» **SUPPLIED DATA**

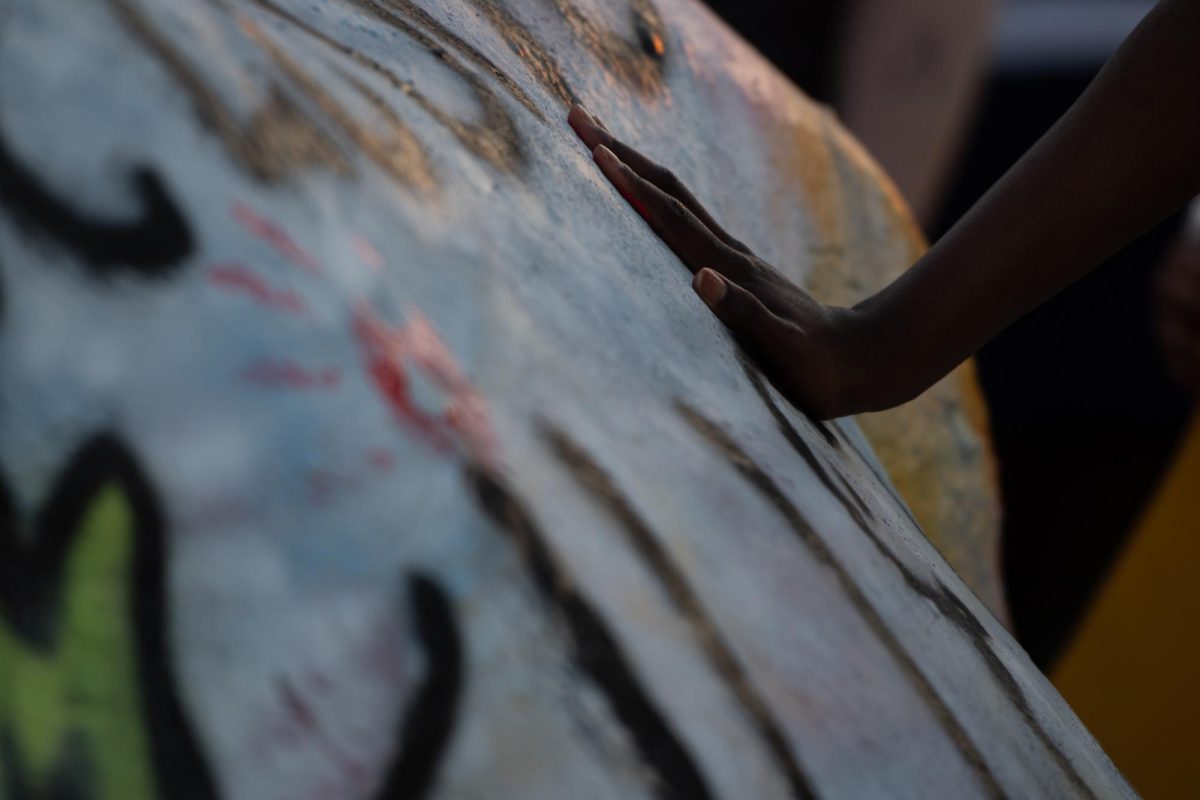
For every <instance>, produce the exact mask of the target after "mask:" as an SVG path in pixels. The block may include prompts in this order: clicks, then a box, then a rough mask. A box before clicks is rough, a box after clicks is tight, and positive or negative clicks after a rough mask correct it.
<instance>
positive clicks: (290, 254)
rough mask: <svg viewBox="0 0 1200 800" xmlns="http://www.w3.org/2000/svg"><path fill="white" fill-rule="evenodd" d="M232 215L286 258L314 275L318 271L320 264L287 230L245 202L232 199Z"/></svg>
mask: <svg viewBox="0 0 1200 800" xmlns="http://www.w3.org/2000/svg"><path fill="white" fill-rule="evenodd" d="M233 216H234V218H235V219H236V221H238V222H240V223H241V224H242V225H244V227H245V228H246V230H248V231H250V233H252V234H254V235H256V236H258V237H259V239H262V240H264V241H265V242H266V243H269V245H270V246H271V247H274V248H275V249H276V251H278V253H280V254H282V255H283V257H284V258H286V259H288V260H289V261H292V263H293V264H295V265H296V266H300V267H302V269H305V270H307V271H308V272H312V273H314V275H319V273H320V271H322V270H320V264H318V263H317V260H316V259H314V258H313V257H312V255H310V254H308V253H307V252H305V249H304V248H302V247H300V245H298V243H295V242H294V241H292V237H290V236H288V234H287V231H286V230H283V228H281V227H278V225H277V224H275V223H274V222H271V221H270V219H268V218H266V217H263V216H260V215H259V213H258V212H257V211H254V210H253V209H251V207H250V206H248V205H246V204H245V203H241V201H240V200H239V201H234V204H233Z"/></svg>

» **REQUIREMENT**
Format the data as a JSON list of strings, one string per line and no blank lines, starting at the beginning of the data and going through the line containing "rough mask: <svg". Leave out the pictures.

» **EXPECTED OUTPUT**
[
  "For every <instance>, produce the exact mask of the target after \"mask:\" as an SVG path in pixels. The block may include prompts in this order: clicks, then a box, then a rough mask. A box before clicks is rough, a box after clicks is tight, and positive or negative clicks after a rough mask correct it.",
  "<instance>",
  "positive clicks: (290, 254)",
  "rough mask: <svg viewBox=\"0 0 1200 800\" xmlns=\"http://www.w3.org/2000/svg\"><path fill=\"white\" fill-rule=\"evenodd\" d=\"M232 215L286 258L314 275L318 271L320 264L287 230L245 202L232 199Z\"/></svg>"
]